What needs to be done -> List each line of the records below that contains the word "distant", copying every such line in full.

*** Data

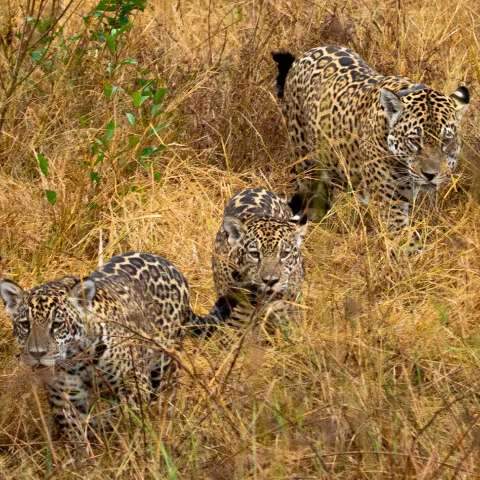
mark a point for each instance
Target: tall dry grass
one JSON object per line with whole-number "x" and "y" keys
{"x": 379, "y": 380}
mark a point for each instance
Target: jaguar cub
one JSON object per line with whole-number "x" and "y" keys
{"x": 112, "y": 329}
{"x": 257, "y": 260}
{"x": 386, "y": 137}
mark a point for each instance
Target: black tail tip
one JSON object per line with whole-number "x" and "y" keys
{"x": 284, "y": 61}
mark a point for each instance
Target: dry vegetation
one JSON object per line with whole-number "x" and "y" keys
{"x": 380, "y": 379}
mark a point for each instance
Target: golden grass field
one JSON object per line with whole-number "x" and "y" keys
{"x": 381, "y": 377}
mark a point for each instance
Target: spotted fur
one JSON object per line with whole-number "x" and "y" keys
{"x": 257, "y": 260}
{"x": 386, "y": 137}
{"x": 113, "y": 329}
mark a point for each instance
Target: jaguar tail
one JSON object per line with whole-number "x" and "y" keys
{"x": 284, "y": 61}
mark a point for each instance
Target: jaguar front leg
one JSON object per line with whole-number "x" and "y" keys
{"x": 398, "y": 221}
{"x": 69, "y": 398}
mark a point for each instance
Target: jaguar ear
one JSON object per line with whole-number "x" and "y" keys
{"x": 461, "y": 97}
{"x": 392, "y": 105}
{"x": 12, "y": 295}
{"x": 82, "y": 295}
{"x": 300, "y": 234}
{"x": 234, "y": 229}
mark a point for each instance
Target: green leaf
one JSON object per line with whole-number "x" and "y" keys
{"x": 131, "y": 118}
{"x": 138, "y": 98}
{"x": 110, "y": 90}
{"x": 51, "y": 196}
{"x": 156, "y": 109}
{"x": 133, "y": 140}
{"x": 111, "y": 40}
{"x": 148, "y": 152}
{"x": 43, "y": 164}
{"x": 109, "y": 131}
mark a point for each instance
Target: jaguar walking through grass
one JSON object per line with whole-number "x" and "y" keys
{"x": 112, "y": 329}
{"x": 257, "y": 261}
{"x": 385, "y": 137}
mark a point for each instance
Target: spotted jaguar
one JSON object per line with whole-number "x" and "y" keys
{"x": 385, "y": 137}
{"x": 257, "y": 262}
{"x": 111, "y": 332}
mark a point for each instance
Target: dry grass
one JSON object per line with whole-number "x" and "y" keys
{"x": 380, "y": 379}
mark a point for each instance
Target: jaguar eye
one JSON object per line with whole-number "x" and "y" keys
{"x": 252, "y": 250}
{"x": 449, "y": 134}
{"x": 414, "y": 143}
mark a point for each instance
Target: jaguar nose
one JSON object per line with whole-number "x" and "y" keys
{"x": 429, "y": 176}
{"x": 270, "y": 280}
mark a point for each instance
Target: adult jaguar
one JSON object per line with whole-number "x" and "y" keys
{"x": 114, "y": 329}
{"x": 385, "y": 137}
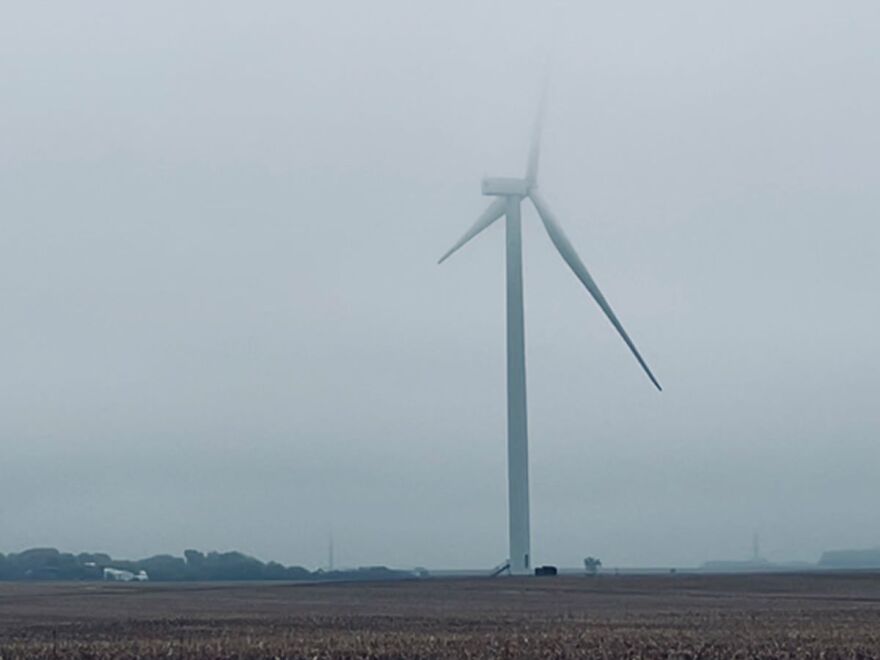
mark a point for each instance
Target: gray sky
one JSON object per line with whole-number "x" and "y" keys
{"x": 222, "y": 324}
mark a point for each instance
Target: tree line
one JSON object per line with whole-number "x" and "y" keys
{"x": 51, "y": 564}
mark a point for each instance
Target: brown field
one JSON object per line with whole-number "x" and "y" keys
{"x": 673, "y": 616}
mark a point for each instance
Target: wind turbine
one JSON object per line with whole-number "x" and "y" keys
{"x": 509, "y": 194}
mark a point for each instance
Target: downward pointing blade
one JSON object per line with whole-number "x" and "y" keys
{"x": 490, "y": 215}
{"x": 560, "y": 240}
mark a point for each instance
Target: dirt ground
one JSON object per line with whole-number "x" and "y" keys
{"x": 834, "y": 615}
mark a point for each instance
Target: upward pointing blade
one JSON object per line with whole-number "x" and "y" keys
{"x": 560, "y": 240}
{"x": 490, "y": 215}
{"x": 535, "y": 146}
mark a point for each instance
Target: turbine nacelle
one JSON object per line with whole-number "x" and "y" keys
{"x": 503, "y": 186}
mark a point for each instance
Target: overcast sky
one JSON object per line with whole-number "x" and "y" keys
{"x": 222, "y": 324}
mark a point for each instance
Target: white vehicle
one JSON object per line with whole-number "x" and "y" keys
{"x": 118, "y": 575}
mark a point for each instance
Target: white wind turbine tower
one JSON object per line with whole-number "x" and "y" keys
{"x": 509, "y": 194}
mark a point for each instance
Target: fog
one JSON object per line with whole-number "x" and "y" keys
{"x": 222, "y": 324}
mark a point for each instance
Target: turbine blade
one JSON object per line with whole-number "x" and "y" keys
{"x": 491, "y": 214}
{"x": 565, "y": 248}
{"x": 535, "y": 146}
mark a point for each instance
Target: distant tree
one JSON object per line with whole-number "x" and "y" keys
{"x": 591, "y": 565}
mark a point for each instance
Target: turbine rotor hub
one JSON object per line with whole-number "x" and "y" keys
{"x": 506, "y": 186}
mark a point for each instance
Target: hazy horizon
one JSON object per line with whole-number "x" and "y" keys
{"x": 223, "y": 325}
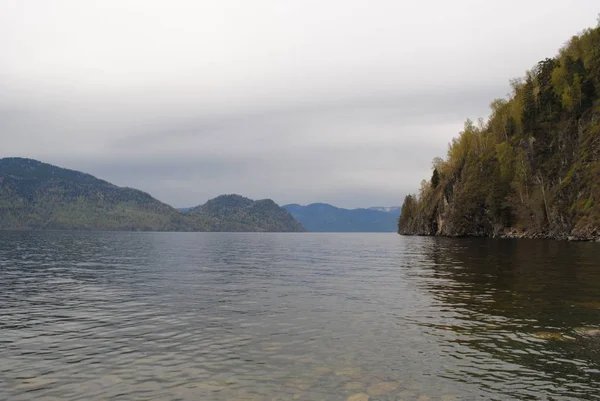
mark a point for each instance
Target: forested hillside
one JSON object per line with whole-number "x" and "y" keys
{"x": 40, "y": 196}
{"x": 531, "y": 170}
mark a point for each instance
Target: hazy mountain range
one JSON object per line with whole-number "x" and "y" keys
{"x": 322, "y": 217}
{"x": 39, "y": 196}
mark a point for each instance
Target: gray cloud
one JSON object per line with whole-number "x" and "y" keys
{"x": 343, "y": 102}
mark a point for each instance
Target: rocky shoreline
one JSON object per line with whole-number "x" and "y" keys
{"x": 519, "y": 234}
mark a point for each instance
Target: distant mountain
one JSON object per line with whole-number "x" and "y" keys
{"x": 39, "y": 196}
{"x": 388, "y": 209}
{"x": 322, "y": 217}
{"x": 237, "y": 213}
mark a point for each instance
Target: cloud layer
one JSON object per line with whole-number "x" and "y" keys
{"x": 344, "y": 102}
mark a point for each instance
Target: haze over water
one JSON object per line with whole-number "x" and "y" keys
{"x": 208, "y": 316}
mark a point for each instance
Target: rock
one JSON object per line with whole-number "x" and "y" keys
{"x": 353, "y": 386}
{"x": 591, "y": 304}
{"x": 552, "y": 335}
{"x": 450, "y": 398}
{"x": 380, "y": 389}
{"x": 322, "y": 371}
{"x": 588, "y": 331}
{"x": 358, "y": 397}
{"x": 353, "y": 373}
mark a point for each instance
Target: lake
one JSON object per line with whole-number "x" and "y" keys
{"x": 218, "y": 316}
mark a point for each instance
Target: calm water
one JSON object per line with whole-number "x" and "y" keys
{"x": 135, "y": 316}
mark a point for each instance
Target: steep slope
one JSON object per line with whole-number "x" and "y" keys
{"x": 237, "y": 213}
{"x": 533, "y": 170}
{"x": 322, "y": 217}
{"x": 36, "y": 195}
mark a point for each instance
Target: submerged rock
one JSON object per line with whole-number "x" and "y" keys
{"x": 588, "y": 331}
{"x": 380, "y": 389}
{"x": 552, "y": 335}
{"x": 358, "y": 397}
{"x": 353, "y": 373}
{"x": 353, "y": 386}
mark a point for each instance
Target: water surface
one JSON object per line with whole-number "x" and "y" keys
{"x": 207, "y": 316}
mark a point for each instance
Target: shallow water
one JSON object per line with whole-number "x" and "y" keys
{"x": 207, "y": 316}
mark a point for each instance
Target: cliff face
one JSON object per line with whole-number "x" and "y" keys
{"x": 532, "y": 170}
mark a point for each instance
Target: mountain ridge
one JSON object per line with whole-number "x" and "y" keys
{"x": 323, "y": 217}
{"x": 40, "y": 196}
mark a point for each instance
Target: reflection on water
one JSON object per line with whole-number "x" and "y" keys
{"x": 191, "y": 316}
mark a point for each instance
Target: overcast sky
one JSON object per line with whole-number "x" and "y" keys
{"x": 301, "y": 101}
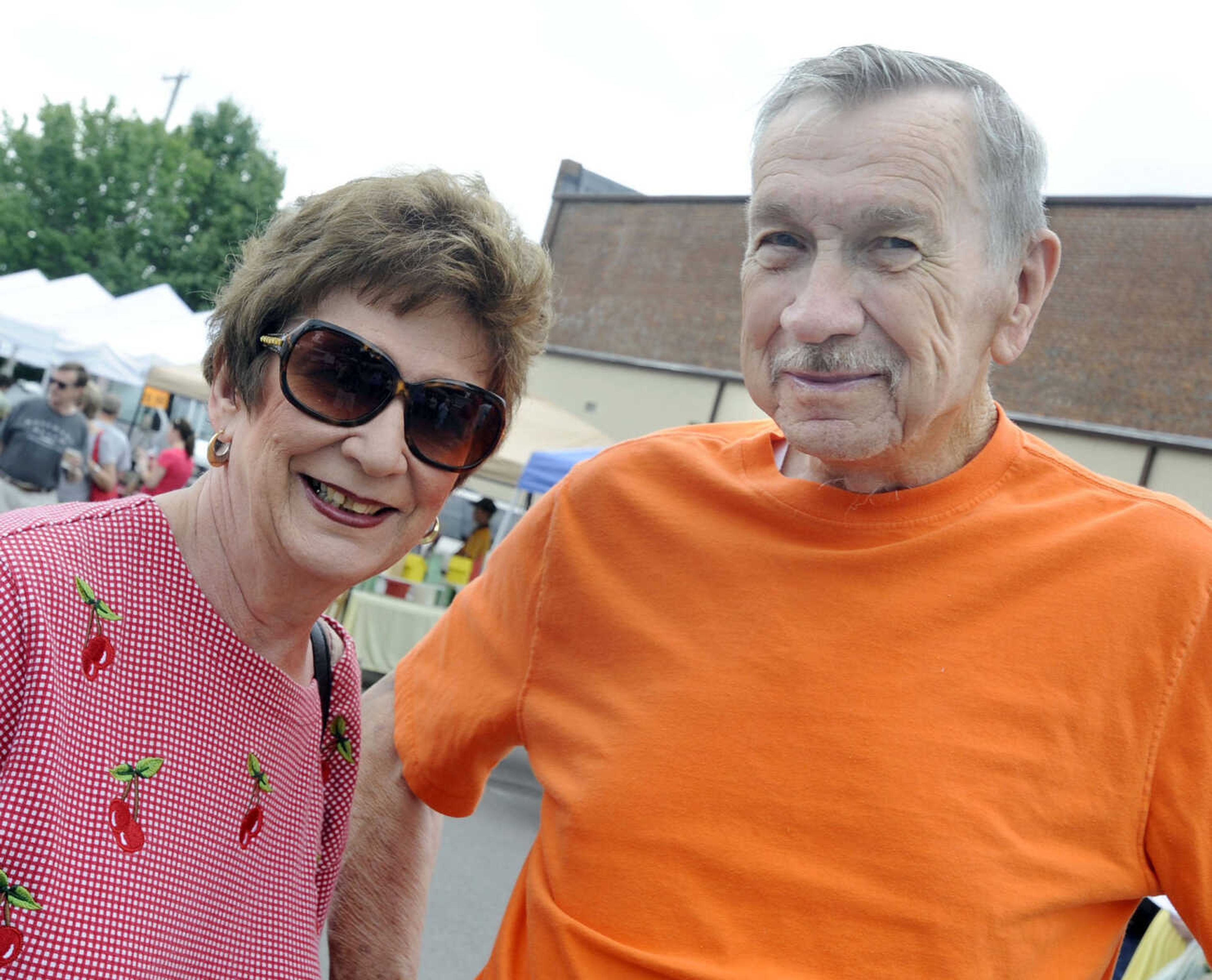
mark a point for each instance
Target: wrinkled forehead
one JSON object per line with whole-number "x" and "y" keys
{"x": 928, "y": 135}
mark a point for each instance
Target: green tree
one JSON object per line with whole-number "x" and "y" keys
{"x": 130, "y": 203}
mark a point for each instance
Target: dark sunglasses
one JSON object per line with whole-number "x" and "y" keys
{"x": 337, "y": 377}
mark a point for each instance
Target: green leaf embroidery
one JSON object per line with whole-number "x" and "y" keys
{"x": 85, "y": 591}
{"x": 148, "y": 767}
{"x": 20, "y": 898}
{"x": 346, "y": 750}
{"x": 124, "y": 773}
{"x": 105, "y": 612}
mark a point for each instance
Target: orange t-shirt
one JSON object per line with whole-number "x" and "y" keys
{"x": 787, "y": 731}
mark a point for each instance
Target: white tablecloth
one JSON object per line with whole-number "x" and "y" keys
{"x": 386, "y": 628}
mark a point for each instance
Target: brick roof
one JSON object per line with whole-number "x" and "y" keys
{"x": 1125, "y": 338}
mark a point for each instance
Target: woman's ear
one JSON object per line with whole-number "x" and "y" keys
{"x": 1036, "y": 279}
{"x": 225, "y": 403}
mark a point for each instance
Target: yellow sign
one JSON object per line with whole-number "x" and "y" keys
{"x": 156, "y": 398}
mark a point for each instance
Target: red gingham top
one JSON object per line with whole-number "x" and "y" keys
{"x": 220, "y": 859}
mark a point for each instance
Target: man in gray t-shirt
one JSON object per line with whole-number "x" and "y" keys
{"x": 36, "y": 437}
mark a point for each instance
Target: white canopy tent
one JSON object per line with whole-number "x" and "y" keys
{"x": 538, "y": 425}
{"x": 45, "y": 323}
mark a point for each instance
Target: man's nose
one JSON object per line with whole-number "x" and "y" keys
{"x": 826, "y": 302}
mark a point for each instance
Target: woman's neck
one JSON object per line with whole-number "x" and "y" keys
{"x": 252, "y": 587}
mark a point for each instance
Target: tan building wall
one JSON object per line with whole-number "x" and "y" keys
{"x": 626, "y": 401}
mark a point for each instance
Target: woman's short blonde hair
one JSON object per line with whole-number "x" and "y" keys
{"x": 405, "y": 243}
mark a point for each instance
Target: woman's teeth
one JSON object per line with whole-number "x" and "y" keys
{"x": 335, "y": 497}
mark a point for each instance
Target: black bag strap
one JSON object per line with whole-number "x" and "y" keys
{"x": 322, "y": 667}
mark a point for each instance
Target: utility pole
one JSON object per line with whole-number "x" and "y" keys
{"x": 179, "y": 79}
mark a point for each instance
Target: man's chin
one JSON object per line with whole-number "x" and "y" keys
{"x": 841, "y": 440}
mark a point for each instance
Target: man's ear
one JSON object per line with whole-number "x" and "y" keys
{"x": 1036, "y": 279}
{"x": 223, "y": 406}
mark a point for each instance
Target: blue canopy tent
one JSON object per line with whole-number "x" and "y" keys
{"x": 545, "y": 469}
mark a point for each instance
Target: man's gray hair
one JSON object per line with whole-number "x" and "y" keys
{"x": 1011, "y": 159}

******

Result below ->
Target: distant tree
Target: distant mountain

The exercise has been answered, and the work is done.